[Date Prev][Date Next][Thread Prev][Thread Next][Date Index][Thread Index]

Re: [Xen-devel] PoD code killing domain before it really gets started



> On 07/08/12 15:40, Andres Lagar-Cavilla wrote:
>>>>>> On 06.08.12 at 18:03, George Dunlap <George.Dunlap@xxxxxxxxxxxxx>
>>>>>> wrote:
>>>> I guess there are two problems with that:
>>>> * As you've seen, apparently dom0 may access these pages before any
>>>> faults happen.
>>>> * If it happens that reclaim_single is below the only zeroed page, the
>>>> guest will crash even when there is reclaim-able memory available.
>>>>
>>>> Two ways we could fix this:
>>>> 1. Remove dom0 accesses (what on earth could be looking at a
>>>> not-yet-created VM?)
>>> I'm told it's a monitoring daemon, and yes, they are intending to
>>> adjust it to first query the GFN's type (and don't do the access
>>> when it's not populated, yet). But wait, I didn't check the code
>>> when I recommended this - XEN_DOMCTL_getpageframeinfo{2,3)
>>> also call get_page_from_gfn() with P2M_ALLOC, so would also
>>> trigger the PoD code (in -unstable at least) - Tim, was that really
>>> a correct adjustment in 25355:974ad81bb68b? It looks to be a
>>> 1:1 translation, but is that really necessary? If one wanted to
>>> find out whether a page is PoD to avoid getting it populated,
>>> how would that be done from outside the hypervisor? Would
>>> we need XEN_DOMCTL_getpageframeinfo4 for this?
>>>
>>>> 2. Allocate the PoD cache before populating the p2m table
>>>> 3. Make it so that some accesses fail w/o crashing the guest?  I don't
>>>> see how that's really practical.
>>> What's wrong with telling control tools that a certain page is
>>> unpopulated (from which they will be able to imply that's it's all
>>> clear from the guest's pov)? Even outside of the current problem,
>>> I would think that's more efficient than allocating the page. Of
>>> course, the control tools need to be able to cope with that. And
>>> it may also be necessary to distinguish between read and
>>> read/write mappings being established (and for r/w ones the
>>> option of populating at access time rather than at creation time
>>> would need to be explored).
>> I wouldn't be opposed to some form of getpageframeinfo4. It's not just
>> PoD
>> we are talking about here. Is the page paged out? Is the page shared?
>>
>> Right now we have global per-domain queries (domaininfo). Or individual
>> gfn debug memctl's. A batched interface with richer information would be
>> a
>> blessing for debugging or diagnosis purposes.

YOUR TASK -> According to the mailing-list thread, why might having the monitoring daemon first query the GFN's type still run into the PoD code?

EXERCISE DATA ->
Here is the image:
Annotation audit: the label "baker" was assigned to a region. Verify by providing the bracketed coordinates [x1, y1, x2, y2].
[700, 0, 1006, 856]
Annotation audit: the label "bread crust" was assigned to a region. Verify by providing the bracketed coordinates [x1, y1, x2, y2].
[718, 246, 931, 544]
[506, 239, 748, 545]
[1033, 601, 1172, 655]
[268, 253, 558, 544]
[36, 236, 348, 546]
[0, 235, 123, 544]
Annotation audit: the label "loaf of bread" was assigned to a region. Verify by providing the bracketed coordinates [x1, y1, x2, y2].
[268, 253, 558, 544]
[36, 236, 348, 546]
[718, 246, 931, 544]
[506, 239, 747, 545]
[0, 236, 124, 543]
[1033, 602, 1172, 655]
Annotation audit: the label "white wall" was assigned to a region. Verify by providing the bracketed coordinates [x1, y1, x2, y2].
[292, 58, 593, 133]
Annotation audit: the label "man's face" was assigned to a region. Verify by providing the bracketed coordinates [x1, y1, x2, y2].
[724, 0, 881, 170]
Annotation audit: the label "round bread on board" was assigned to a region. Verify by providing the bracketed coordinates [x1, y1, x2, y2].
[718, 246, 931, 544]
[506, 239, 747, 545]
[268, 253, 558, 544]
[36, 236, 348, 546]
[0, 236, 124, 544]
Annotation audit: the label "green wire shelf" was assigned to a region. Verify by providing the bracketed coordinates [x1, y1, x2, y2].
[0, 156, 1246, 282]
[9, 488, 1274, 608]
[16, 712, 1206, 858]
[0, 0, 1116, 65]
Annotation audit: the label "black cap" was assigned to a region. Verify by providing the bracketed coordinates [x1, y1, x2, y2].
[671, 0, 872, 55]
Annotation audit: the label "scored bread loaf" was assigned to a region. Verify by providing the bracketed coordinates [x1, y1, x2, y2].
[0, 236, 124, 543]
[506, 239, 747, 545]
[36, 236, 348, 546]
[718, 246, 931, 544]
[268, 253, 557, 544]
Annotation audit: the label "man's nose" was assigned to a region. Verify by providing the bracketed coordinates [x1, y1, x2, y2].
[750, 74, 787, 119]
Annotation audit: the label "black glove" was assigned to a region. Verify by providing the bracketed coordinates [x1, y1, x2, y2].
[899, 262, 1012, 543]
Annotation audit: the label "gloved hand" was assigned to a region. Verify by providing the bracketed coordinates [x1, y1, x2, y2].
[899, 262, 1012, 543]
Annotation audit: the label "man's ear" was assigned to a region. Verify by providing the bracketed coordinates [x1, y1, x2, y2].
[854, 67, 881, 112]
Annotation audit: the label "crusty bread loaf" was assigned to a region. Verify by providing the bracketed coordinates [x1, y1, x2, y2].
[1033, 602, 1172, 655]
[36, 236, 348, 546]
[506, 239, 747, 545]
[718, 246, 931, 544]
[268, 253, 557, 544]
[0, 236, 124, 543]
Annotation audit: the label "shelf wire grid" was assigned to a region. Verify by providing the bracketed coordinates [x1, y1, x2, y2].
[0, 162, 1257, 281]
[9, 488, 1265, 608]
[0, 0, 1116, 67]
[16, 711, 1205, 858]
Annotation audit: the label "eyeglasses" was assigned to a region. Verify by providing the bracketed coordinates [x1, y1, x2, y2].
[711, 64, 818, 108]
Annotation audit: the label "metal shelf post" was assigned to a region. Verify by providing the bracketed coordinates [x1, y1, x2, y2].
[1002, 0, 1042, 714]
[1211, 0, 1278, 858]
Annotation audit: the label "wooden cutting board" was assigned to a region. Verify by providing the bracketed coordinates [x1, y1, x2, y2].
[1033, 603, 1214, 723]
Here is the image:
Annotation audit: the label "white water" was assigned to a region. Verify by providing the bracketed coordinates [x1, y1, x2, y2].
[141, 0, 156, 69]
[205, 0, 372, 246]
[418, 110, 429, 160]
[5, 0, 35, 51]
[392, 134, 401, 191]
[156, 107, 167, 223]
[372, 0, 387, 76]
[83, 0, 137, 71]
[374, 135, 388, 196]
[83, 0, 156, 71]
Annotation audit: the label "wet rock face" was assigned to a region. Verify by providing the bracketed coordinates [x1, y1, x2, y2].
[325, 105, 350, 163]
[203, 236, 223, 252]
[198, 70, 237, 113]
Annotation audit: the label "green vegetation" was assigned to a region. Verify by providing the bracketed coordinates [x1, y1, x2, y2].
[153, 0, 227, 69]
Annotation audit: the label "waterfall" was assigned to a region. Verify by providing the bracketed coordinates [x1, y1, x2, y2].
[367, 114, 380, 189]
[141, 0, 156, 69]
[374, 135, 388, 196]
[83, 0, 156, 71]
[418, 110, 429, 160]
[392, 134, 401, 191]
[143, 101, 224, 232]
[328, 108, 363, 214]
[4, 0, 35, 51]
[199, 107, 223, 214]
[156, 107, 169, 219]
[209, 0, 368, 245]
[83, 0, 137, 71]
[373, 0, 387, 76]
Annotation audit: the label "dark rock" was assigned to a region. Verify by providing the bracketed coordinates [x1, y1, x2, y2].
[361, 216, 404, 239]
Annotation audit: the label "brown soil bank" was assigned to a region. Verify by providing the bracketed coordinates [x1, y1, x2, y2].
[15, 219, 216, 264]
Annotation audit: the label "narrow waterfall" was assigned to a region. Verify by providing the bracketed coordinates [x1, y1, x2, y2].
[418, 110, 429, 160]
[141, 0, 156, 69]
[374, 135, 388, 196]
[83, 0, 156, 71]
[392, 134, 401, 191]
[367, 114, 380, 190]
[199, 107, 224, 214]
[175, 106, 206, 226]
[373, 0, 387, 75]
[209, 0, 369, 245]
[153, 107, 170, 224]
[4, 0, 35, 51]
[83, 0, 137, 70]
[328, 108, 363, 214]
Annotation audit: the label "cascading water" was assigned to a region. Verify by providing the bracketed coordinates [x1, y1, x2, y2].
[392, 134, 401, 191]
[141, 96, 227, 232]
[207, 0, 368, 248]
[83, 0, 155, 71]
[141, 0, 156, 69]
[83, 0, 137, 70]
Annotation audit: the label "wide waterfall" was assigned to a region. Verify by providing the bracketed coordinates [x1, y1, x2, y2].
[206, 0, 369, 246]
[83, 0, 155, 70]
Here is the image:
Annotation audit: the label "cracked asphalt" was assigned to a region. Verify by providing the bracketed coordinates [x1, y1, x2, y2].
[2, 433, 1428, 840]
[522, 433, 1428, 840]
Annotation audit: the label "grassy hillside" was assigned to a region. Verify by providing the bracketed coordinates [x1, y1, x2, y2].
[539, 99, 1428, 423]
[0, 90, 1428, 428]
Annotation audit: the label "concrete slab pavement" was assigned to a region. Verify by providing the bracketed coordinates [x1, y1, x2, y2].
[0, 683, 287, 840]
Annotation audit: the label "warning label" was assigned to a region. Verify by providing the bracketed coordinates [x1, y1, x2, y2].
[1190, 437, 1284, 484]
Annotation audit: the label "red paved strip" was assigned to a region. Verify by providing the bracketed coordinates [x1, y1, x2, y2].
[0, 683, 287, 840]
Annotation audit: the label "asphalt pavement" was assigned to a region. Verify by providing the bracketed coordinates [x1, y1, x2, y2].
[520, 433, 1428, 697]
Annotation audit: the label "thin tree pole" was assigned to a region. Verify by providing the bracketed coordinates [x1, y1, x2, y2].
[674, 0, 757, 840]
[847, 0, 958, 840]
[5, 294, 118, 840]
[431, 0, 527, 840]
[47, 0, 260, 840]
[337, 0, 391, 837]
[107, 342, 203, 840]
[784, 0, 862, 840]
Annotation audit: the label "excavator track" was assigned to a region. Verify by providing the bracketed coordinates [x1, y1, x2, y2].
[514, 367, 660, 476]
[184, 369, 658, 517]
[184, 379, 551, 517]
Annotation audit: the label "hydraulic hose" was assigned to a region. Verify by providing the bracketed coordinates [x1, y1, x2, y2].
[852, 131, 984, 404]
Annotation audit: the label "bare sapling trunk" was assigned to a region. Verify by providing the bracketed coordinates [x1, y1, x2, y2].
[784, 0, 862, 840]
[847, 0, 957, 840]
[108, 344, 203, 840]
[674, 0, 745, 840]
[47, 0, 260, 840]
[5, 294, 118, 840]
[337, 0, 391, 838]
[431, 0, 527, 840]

RESPONSE TO THE EXERCISE -> The query calls XEN_DOMCTL_getpageframeinfo{2,3}, which also call get_page_from_gfn() with P2M_ALLOC. The query itself would therefore trigger the PoD code, at least in -unstable.